** Text shown **
++++++++

Dream Catcher: A Memoir
Page 9
On those days, melting snow revealed the bodies of both German and American soldiers upon the ground where they had been frozen into weird shapes after they had fallen in the winter battles. Hundreds of dead cattle littered the fields and destroyed vehicles lined the roads along with the carcasses of the horses that had been used to pull enemy supply vehicles. Most of the small towns had been either partially or completely destroyed and the wreckage lay untouched where it fell. Human excreta was deposited in the corners of rooms where the fighting had been at such close quarters that even leaving the buildings was an invitation to death. This part of Germany, just north of the point where the borders of Germany, France and Belgium meet, was the filthiest area the 12th had ever fought through.21
In April, the Twelfth Infantry Regiment was assigned to “mopping up.” This meant, among other tasks, that all units picked up many prisoners of war in their areas and were constantly alert for resistance from small groups of bypassed enemy. (As a counter-intelligence agent, one of my father’s jobs was the interrogation and processing of POWs and suspects.)
The last action to be fought by the Twelfth Infantry Regiment in World War II took place May 2, 1945, between Company A and SS troops on Tegernsee. On May 5, the Twelfth Regiment opened its command post in Hermann Göring’s castle at Neuhaus. The area was secured, and the Twelfth began carrying out its occupation duties. Nazi civil authorities often fled the towns as the Allied forces moved in, and local government was in chaos. Thousands of liberated displaced persons, Allied prisoners of war, and German political prisoners posed a threat to the security of the captured areas, and counter-intelligence officers such as Staff Sergeant Salinger were kept extremely busy.

++++++++

** Listed records **
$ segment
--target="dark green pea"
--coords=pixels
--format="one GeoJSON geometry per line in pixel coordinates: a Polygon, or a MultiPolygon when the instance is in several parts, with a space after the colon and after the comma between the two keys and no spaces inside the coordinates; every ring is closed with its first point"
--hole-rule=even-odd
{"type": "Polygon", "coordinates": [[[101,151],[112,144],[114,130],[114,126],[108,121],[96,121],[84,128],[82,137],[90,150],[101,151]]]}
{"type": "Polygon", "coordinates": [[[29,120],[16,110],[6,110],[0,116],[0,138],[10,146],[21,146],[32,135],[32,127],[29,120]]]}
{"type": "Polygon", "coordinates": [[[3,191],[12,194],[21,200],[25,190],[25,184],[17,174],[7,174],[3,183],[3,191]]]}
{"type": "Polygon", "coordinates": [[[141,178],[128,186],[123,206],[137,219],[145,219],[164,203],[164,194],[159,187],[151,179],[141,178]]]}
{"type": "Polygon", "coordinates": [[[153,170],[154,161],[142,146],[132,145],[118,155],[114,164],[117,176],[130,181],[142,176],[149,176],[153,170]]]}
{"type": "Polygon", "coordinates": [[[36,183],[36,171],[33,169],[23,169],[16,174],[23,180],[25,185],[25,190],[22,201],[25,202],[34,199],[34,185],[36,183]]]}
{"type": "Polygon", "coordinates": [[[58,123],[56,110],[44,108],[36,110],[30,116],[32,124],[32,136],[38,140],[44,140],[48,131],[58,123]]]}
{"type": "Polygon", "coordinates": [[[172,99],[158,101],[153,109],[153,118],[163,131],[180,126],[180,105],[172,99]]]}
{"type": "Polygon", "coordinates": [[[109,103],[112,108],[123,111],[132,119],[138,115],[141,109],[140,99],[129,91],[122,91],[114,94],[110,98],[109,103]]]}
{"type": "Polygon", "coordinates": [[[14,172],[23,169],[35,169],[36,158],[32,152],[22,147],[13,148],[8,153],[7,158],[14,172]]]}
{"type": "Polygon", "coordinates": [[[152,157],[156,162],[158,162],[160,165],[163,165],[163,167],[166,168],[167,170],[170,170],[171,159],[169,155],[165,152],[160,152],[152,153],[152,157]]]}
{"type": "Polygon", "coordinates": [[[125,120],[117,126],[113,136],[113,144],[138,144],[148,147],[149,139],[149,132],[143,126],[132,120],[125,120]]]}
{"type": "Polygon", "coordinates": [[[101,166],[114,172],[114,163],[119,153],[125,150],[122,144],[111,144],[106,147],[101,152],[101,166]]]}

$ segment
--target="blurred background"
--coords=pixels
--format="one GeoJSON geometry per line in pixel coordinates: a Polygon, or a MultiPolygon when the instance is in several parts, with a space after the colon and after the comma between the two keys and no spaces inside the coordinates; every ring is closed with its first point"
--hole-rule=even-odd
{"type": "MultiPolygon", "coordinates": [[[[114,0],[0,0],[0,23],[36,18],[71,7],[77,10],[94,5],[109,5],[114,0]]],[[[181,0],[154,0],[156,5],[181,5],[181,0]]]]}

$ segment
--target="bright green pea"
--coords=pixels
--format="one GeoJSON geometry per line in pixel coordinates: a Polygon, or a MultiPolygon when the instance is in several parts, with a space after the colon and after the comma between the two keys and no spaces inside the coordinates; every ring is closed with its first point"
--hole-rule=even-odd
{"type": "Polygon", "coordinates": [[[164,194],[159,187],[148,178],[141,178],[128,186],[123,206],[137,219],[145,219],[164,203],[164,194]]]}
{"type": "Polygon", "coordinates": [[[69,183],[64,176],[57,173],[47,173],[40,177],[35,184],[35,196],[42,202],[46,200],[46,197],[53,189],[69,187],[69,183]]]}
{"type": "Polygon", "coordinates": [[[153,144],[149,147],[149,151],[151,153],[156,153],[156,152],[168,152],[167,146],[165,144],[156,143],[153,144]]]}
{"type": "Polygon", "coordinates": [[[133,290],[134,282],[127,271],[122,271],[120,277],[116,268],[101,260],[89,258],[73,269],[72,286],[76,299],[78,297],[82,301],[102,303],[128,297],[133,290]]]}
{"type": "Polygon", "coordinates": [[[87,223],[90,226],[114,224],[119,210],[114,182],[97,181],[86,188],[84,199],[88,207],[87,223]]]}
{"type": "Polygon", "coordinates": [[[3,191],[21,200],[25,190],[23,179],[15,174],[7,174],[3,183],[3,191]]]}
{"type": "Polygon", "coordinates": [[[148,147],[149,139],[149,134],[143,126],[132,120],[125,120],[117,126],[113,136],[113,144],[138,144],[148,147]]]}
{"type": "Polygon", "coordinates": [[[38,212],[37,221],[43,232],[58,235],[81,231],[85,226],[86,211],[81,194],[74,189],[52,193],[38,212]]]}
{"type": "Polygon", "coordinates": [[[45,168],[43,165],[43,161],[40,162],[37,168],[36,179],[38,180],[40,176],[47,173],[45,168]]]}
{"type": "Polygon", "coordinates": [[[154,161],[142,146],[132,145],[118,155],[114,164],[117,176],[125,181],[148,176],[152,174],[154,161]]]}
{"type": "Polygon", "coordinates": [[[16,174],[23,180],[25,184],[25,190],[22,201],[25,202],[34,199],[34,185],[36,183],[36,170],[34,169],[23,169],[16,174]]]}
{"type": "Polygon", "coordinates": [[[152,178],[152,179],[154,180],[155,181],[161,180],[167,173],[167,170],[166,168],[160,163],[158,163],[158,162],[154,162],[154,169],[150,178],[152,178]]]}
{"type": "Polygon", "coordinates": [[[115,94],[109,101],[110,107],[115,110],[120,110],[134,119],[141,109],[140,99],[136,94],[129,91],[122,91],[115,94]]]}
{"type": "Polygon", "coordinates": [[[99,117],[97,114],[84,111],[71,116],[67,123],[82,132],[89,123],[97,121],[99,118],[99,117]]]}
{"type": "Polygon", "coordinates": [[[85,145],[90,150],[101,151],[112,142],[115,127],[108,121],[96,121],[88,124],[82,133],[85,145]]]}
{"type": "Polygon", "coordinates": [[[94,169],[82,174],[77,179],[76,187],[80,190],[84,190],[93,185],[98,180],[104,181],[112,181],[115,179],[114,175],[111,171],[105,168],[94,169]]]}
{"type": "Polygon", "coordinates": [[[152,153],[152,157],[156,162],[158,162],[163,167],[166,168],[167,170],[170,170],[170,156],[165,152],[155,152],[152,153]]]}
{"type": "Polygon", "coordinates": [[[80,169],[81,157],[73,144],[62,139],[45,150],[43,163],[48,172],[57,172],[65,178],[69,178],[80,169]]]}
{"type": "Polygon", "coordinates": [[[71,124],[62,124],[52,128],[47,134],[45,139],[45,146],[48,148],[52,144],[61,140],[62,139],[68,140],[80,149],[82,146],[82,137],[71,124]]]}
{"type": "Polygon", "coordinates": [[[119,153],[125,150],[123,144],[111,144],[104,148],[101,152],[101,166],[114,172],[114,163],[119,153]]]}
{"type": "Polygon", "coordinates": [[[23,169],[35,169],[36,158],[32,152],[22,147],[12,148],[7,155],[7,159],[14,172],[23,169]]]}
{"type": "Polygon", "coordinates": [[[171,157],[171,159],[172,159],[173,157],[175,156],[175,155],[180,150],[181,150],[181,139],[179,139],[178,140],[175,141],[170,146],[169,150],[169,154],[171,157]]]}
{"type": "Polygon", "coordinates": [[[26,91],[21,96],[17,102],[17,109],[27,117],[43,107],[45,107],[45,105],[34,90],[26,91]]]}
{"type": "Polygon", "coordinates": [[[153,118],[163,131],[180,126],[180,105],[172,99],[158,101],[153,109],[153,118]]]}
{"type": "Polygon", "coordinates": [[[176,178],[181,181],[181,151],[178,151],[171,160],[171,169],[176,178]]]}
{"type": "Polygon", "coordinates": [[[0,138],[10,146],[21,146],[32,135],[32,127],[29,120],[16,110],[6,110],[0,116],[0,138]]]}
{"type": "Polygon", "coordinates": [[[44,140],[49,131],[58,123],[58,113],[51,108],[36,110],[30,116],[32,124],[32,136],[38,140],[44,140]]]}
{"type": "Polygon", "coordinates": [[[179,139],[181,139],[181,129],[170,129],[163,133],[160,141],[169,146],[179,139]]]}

++++++++

** Required action 1 **
In the memoir excerpt, shorten the paragraph that begins "The last action to be fought" into a bulleted list that keeps its main facts.
** Required action 2 **
Reproduce the memoir excerpt from "The last action" up to and including "kept extremely busy.".

** Answer box 1 **
- The Twelfth Infantry Regiment's last World War II action took place on May 2, 1945, when Company A fought SS troops on Tegernsee.
- On May 5, the regiment set up its command post in Hermann Göring's castle at Neuhaus, secured the area, and began occupation duties.
- Nazi civil authorities often fled as Allied forces arrived, leaving local government in chaos.
- Thousands of liberated displaced persons, Allied prisoners of war, and German political prisoners threatened the security of the captured areas.
- As a result, counter-intelligence officers such as Staff Sergeant Salinger were kept extremely busy.

** Answer box 2 **
The last action to be fought by the Twelfth Infantry Regiment in World War II took place May 2, 1945, between Company A and SS troops on Tegernsee. On May 5, the Twelfth Regiment opened its command post in Hermann Göring’s castle at Neuhaus. The area was secured, and the Twelfth began carrying out its occupation duties. Nazi civil authorities often fled the towns as the Allied forces moved in, and local government was in chaos. Thousands of liberated displaced persons, Allied prisoners of war, and German political prisoners posed a threat to the security of the captured areas, and counter-intelligence officers such as Staff Sergeant Salinger were kept extremely busy.